On Monday, 07/24/2006 at 05:16 ZE2, Carsten Otte <[EMAIL PROTECTED]> wrote:
> No need to shut down any application. If a database has a file state
> at any point in time that it cannot recover from you are in deep
> problems anyway (think of power outage). Databases are supposed to be
> transactional. That also applies the the general case "application".
>
> The snapshot is atomic for all files of a file system like flashcopy
> or power outage, thus I expect the application and the filesystem to
> be able to recover from the copy. This applies only _if_ all files
> relevant to the application live on the same filesystem (which can
> span multiple dasds with lvm).

I guess it's just a risk/benefit thing. If you're like most people and do
not know (and do not *wish* to know) the implementation details of the
applications you run, then you have less risk to manage if you simply
bring down the server.  Use application clusters to provide availability
if 100% up-time is required.

▸ **ROWS**
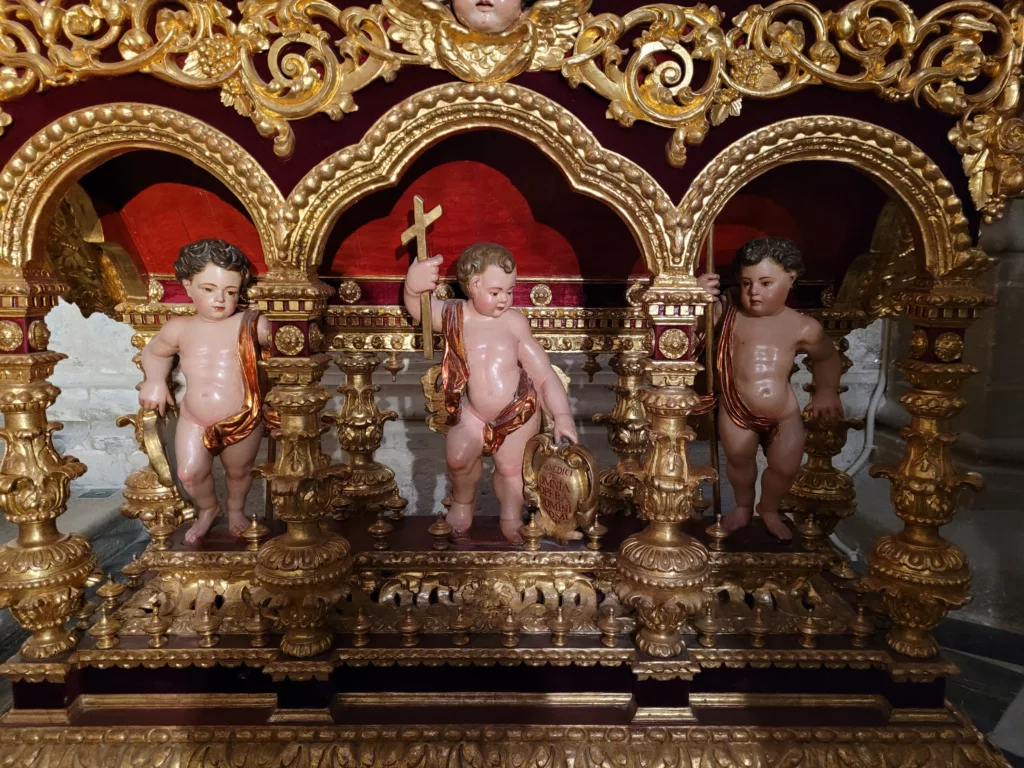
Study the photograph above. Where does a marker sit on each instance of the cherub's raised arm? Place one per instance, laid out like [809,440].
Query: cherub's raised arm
[422,276]
[536,363]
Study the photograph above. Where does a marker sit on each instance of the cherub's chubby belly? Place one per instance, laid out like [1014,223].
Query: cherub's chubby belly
[493,383]
[213,391]
[769,396]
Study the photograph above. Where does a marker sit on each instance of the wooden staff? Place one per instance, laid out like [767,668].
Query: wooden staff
[418,230]
[716,486]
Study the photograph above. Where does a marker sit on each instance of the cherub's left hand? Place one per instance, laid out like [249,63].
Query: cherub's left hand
[824,407]
[564,427]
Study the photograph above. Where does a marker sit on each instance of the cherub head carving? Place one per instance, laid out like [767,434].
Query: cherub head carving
[486,272]
[766,268]
[491,16]
[215,274]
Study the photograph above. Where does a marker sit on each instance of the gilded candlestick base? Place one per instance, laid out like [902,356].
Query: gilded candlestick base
[409,627]
[460,626]
[359,429]
[255,534]
[560,627]
[360,632]
[662,570]
[627,426]
[510,630]
[531,534]
[380,529]
[717,534]
[440,530]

▸ **WHAT IS REQUIRED**
Transcribe the snapshot email word for word, starting with "I guess it's" and going on through "up-time is required.".

▸ **ANSWER TO THE TASK**
I guess it's just a risk/benefit thing. If you're like most people and do
not know (and do not *wish* to know) the implementation details of the
applications you run, then you have less risk to manage if you simply
bring down the server.  Use application clusters to provide availability
if 100% up-time is required.